YOUR TASK:
For each statement, say whether the abstract on whole-body UWB radiation modeling supports it, answering yes or no and quoting its deciding words. (a) Debye models were derived for 50 individual human tissues. (b) The fitting covered frequencies from 100 MHz to 10 GHz. (c) Frequency contents were extracted from the FDTD signals with an auto-regressive model.

EXCERPTED TEXT:
Exploration of Whole Human Body and UWB Radiation Interaction by Efficient and Accurate Two-Debye-Pole Tissue Models

Abstract

We have developed a computationally efficient finite-difference time-domain (FDTD) model of a whole human body based on accurate 2-pole Debye dispersion dielectric tissue properties. Comprehensive FDTD analyses of the interaction between a whole human body and ultrawideband (UWB) radiation are carried out by including the proposed frequency dependent tissue models. The 2-pole Debye models have been obtained for 50 individual human tissues from Gabriel's Cole-Cole data by the least squares fitting technique over the frequency range from 100 MHz to 6 GHz. A whole human body composed of the 2-pole Debye models is exposed to spread spectrum radiation. Local energy absorption in a human body is compared between the proposed model and the conventional model of frequency-independent permittivity and conductivity. Resonance states are then investigated in the human body exposed to electromagnetic nano-second pulse radiation. For the extraction of the frequency contents from the highly damped FDTD time signals, a spectrum analysis technique based on an auto-regressive (AR) model has been applied. Pulse propagation in the vicinity of the human body is also characterized by the proposed model for the wireless body area network (WBAN) application that has been proposed recently for computer assisted medical diagnostics and rehabilitation.

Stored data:
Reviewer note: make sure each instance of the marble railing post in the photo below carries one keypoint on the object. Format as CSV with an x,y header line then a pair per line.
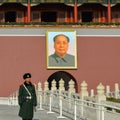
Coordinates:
x,y
99,98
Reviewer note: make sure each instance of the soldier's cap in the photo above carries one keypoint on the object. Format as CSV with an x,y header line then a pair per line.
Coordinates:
x,y
27,75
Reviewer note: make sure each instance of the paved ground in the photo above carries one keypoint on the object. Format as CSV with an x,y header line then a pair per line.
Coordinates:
x,y
11,113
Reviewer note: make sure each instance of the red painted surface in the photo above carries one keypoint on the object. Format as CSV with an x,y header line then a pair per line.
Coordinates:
x,y
98,61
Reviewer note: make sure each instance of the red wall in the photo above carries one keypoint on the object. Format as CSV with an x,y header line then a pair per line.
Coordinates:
x,y
98,61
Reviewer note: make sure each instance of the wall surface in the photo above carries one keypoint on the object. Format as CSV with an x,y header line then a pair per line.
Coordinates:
x,y
98,60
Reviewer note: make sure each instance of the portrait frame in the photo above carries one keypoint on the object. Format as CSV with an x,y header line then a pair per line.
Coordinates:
x,y
72,49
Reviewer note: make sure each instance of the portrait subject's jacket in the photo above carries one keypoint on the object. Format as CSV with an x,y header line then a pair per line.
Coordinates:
x,y
27,102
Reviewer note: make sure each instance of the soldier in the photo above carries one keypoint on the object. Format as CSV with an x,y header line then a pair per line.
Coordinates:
x,y
27,98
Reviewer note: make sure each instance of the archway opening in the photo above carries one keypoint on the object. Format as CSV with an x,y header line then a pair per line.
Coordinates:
x,y
57,76
87,16
10,17
48,16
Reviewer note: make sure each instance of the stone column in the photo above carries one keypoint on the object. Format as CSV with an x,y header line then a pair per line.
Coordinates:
x,y
99,98
83,93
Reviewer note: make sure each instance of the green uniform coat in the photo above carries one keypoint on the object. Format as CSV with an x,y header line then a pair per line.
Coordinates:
x,y
27,105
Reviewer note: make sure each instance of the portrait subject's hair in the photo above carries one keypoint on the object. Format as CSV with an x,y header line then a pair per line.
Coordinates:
x,y
61,35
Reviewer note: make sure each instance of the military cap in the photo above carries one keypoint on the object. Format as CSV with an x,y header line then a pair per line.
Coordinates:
x,y
27,75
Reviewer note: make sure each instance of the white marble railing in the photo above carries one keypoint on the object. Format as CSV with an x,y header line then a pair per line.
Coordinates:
x,y
74,105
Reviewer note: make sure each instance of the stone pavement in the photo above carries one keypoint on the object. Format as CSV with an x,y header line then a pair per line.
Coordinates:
x,y
11,113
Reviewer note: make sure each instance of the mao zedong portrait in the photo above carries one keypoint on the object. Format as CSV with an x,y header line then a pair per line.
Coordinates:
x,y
60,57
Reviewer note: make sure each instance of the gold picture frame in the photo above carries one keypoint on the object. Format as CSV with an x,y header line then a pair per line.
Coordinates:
x,y
54,61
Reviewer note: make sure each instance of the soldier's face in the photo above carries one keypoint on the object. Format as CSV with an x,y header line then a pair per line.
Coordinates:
x,y
27,79
61,46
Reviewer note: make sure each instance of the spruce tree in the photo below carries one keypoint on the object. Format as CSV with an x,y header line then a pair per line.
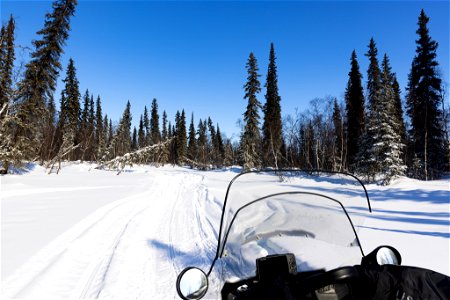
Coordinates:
x,y
202,142
427,134
155,134
389,141
354,100
72,110
146,126
272,125
141,133
134,144
192,141
99,129
123,134
84,131
181,137
220,148
165,134
7,62
338,153
369,152
41,73
10,147
250,140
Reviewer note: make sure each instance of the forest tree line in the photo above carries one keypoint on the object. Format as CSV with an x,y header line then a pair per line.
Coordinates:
x,y
372,133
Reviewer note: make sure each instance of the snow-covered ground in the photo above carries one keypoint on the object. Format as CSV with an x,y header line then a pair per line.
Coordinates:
x,y
87,233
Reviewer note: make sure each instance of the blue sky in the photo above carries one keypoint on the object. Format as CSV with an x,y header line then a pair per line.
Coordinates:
x,y
192,55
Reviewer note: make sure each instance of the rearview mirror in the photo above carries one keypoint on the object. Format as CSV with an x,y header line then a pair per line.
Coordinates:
x,y
192,283
383,255
386,256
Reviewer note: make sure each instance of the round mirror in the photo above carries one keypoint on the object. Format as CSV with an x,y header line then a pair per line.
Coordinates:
x,y
386,256
192,283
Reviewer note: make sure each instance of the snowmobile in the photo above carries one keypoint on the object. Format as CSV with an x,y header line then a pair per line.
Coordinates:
x,y
288,235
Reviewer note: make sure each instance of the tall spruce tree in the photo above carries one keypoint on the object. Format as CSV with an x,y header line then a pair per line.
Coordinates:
x,y
10,147
202,142
121,141
165,133
84,130
369,152
339,138
41,73
181,138
389,141
146,126
155,134
354,99
72,110
141,133
134,144
99,129
192,141
250,140
7,56
427,134
272,126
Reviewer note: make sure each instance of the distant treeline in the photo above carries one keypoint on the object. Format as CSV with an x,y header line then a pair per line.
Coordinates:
x,y
374,134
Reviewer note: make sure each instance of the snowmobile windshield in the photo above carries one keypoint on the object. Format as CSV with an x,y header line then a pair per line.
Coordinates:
x,y
290,212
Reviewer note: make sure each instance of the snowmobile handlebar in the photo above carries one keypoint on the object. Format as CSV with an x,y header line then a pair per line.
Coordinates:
x,y
379,276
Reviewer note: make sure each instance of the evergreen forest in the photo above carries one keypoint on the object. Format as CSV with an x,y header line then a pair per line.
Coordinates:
x,y
378,132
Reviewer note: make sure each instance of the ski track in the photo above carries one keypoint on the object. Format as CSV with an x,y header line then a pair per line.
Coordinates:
x,y
86,261
135,247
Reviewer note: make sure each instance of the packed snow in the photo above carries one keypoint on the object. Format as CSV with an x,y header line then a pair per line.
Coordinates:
x,y
89,233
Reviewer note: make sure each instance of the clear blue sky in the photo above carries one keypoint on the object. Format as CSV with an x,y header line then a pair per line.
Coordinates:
x,y
192,55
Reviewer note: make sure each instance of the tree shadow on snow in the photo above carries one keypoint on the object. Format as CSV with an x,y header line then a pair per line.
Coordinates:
x,y
182,259
427,233
419,195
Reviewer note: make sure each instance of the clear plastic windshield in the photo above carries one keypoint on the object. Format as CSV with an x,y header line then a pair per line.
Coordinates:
x,y
290,212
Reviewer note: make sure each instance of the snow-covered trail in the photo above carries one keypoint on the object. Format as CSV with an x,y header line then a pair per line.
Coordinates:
x,y
131,248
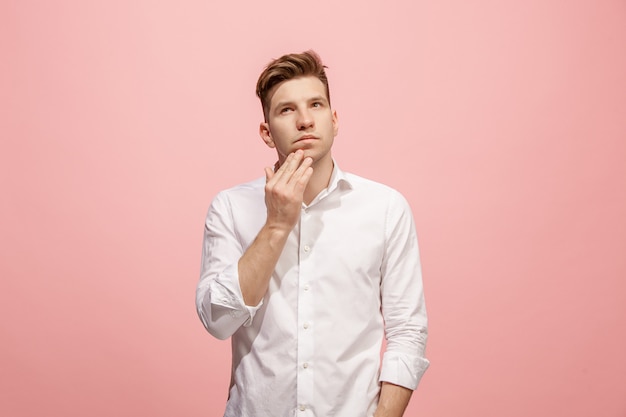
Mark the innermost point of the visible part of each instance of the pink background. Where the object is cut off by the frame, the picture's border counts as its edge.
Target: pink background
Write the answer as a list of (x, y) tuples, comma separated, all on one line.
[(502, 122)]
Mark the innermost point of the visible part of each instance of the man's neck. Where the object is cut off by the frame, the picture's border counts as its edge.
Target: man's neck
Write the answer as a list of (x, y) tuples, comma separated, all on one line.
[(322, 171)]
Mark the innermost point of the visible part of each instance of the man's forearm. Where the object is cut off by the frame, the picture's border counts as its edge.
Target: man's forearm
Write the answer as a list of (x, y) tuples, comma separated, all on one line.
[(258, 262), (393, 400)]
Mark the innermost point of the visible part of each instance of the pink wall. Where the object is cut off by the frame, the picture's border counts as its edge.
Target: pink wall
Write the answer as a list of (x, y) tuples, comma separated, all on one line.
[(502, 122)]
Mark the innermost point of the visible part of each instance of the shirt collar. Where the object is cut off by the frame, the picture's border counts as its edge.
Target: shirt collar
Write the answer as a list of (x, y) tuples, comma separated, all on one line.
[(338, 180)]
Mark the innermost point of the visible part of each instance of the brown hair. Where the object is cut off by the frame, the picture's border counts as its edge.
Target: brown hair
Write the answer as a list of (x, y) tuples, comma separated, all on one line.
[(286, 68)]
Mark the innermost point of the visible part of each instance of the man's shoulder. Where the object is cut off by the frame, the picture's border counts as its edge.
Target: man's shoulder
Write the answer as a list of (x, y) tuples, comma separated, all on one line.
[(255, 185), (244, 192), (365, 184)]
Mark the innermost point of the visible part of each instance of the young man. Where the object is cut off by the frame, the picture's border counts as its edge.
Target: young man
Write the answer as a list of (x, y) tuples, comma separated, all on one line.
[(309, 268)]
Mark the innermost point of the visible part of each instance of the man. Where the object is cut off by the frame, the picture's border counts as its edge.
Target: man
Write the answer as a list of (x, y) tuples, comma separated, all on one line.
[(309, 268)]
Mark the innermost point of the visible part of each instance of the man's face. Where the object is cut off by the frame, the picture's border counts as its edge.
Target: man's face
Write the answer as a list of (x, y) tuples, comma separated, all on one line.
[(300, 117)]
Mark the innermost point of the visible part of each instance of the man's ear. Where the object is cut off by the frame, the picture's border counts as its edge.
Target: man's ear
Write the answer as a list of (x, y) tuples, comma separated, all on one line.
[(266, 135)]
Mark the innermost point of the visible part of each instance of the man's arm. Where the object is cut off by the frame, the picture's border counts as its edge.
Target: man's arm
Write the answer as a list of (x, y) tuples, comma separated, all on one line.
[(223, 300), (403, 308), (393, 400), (284, 192)]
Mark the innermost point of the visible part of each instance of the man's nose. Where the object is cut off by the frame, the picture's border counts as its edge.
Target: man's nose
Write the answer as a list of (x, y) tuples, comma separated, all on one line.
[(305, 120)]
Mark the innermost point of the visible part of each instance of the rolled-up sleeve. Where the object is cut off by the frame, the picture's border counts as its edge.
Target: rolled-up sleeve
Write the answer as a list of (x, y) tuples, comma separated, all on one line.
[(219, 301), (402, 298)]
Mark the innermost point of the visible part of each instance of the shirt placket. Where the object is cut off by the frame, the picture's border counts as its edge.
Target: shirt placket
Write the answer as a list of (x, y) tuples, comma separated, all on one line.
[(306, 323)]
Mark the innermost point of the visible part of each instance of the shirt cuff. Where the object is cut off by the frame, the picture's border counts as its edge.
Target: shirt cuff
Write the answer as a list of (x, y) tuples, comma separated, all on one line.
[(226, 292), (403, 369)]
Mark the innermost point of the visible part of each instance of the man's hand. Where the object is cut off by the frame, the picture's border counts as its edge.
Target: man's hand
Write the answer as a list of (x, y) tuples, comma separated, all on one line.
[(284, 191)]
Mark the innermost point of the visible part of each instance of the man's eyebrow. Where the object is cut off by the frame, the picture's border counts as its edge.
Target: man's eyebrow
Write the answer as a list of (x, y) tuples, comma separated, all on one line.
[(284, 103), (291, 102)]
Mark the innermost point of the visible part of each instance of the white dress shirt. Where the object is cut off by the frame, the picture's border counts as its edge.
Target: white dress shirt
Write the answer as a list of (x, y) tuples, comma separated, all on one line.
[(348, 276)]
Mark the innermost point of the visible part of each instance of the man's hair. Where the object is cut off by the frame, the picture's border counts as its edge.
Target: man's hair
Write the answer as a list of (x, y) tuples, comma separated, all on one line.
[(286, 68)]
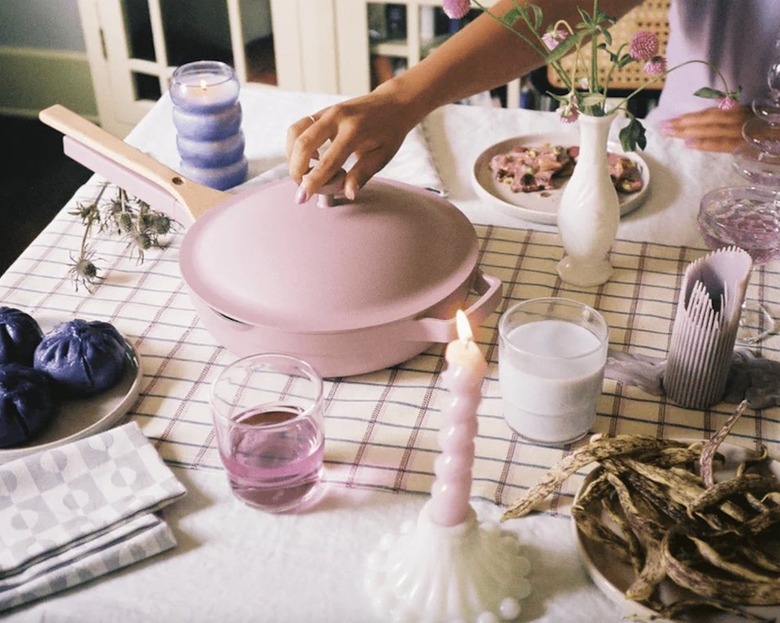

SOLUTION TO THE PROBLEM:
(a) Yes: "The 2-pole Debye models have been obtained for 50 individual human tissues"
(b) No: "over the frequency range from 100 MHz to 6 GHz"
(c) Yes: "a spectrum analysis technique based on an auto-regressive (AR) model has been applied"